**ABOUT THIS EXERCISE:**
In the listing below, the lines starting with the line with "Place a point on every instance of the pink" and going on through the line with "pixel 115 740" are to be reproduced exactly, and only those.

::::

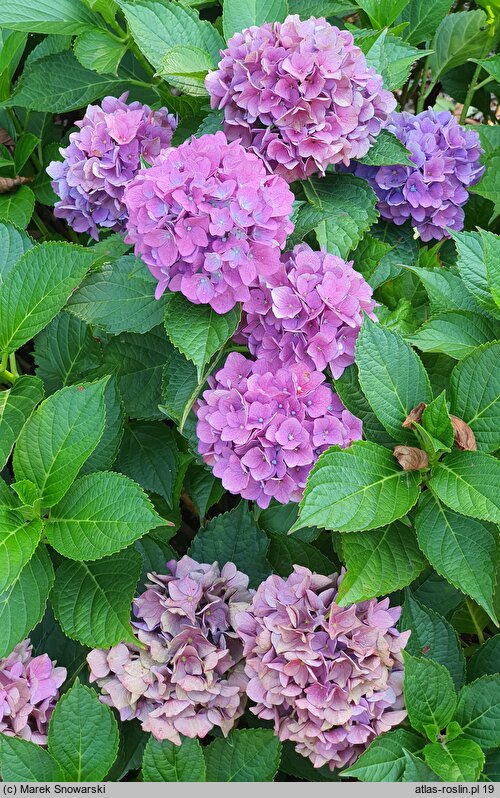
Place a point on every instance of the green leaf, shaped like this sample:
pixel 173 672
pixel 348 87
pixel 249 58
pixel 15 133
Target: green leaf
pixel 119 298
pixel 423 19
pixel 22 605
pixel 59 83
pixel 100 514
pixel 475 395
pixel 16 406
pixel 240 14
pixel 432 637
pixel 149 455
pixel 18 541
pixel 234 537
pixel 456 333
pixel 361 487
pixel 430 695
pixel 83 735
pixel 92 600
pixel 138 362
pixel 197 330
pixel 486 659
pixel 468 483
pixel 246 755
pixel 392 392
pixel 164 761
pixel 157 27
pixel 36 288
pixel 98 50
pixel 386 151
pixel 379 562
pixel 478 711
pixel 22 760
pixel 458 37
pixel 384 759
pixel 17 207
pixel 342 209
pixel 40 16
pixel 458 760
pixel 58 438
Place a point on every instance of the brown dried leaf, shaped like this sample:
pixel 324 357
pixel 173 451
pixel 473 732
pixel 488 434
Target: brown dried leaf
pixel 410 458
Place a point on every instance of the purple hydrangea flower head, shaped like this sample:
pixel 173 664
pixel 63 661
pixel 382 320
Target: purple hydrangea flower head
pixel 262 427
pixel 209 219
pixel 300 93
pixel 310 311
pixel 189 676
pixel 29 689
pixel 102 157
pixel 330 677
pixel 432 192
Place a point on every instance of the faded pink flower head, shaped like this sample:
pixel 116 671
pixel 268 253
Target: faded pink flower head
pixel 102 157
pixel 262 427
pixel 310 311
pixel 188 678
pixel 300 93
pixel 329 677
pixel 29 689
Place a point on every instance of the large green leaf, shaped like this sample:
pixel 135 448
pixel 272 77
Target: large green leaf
pixel 119 298
pixel 197 330
pixel 475 394
pixel 36 288
pixel 461 549
pixel 361 487
pixel 101 514
pixel 468 483
pixel 58 438
pixel 391 391
pixel 379 562
pixel 246 755
pixel 92 600
pixel 22 605
pixel 164 761
pixel 83 735
pixel 16 406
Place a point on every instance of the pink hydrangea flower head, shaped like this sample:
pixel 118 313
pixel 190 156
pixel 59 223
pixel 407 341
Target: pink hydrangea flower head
pixel 209 219
pixel 300 93
pixel 102 157
pixel 310 311
pixel 189 676
pixel 329 677
pixel 29 689
pixel 432 192
pixel 261 427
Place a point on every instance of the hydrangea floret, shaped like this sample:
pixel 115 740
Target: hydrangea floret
pixel 209 220
pixel 188 677
pixel 102 158
pixel 329 677
pixel 29 689
pixel 432 192
pixel 310 311
pixel 300 93
pixel 261 427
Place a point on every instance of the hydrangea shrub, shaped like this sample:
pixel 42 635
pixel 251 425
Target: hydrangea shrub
pixel 249 392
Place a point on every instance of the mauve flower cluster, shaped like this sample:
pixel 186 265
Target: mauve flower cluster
pixel 188 677
pixel 310 311
pixel 331 678
pixel 431 193
pixel 29 689
pixel 209 220
pixel 261 427
pixel 300 93
pixel 102 157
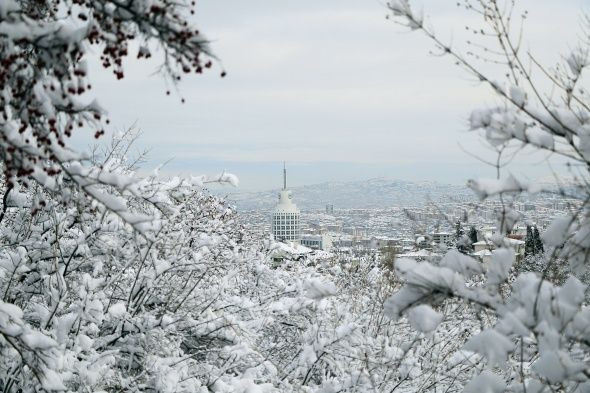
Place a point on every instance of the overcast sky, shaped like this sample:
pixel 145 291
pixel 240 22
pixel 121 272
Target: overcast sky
pixel 329 86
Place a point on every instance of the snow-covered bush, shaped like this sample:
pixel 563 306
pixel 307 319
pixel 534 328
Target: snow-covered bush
pixel 534 333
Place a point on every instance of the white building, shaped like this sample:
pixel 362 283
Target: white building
pixel 317 242
pixel 442 238
pixel 285 225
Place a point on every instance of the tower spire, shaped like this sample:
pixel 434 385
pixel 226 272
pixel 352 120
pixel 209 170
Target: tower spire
pixel 284 176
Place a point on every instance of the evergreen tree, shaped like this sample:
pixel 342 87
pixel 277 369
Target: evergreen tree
pixel 529 245
pixel 537 242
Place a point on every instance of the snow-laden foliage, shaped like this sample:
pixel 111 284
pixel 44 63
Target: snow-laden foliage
pixel 45 89
pixel 534 336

::::

**EXERCISE RESULT:**
Place a point on every instance of the pink hydrangea flower head, shaped like this sample:
pixel 118 313
pixel 190 156
pixel 59 223
pixel 407 341
Target: pink hydrangea flower head
pixel 209 219
pixel 300 93
pixel 102 157
pixel 310 311
pixel 189 676
pixel 329 677
pixel 29 689
pixel 432 192
pixel 261 427
Place a point on every instance of the hydrangea floret, shaped like this sample:
pixel 115 740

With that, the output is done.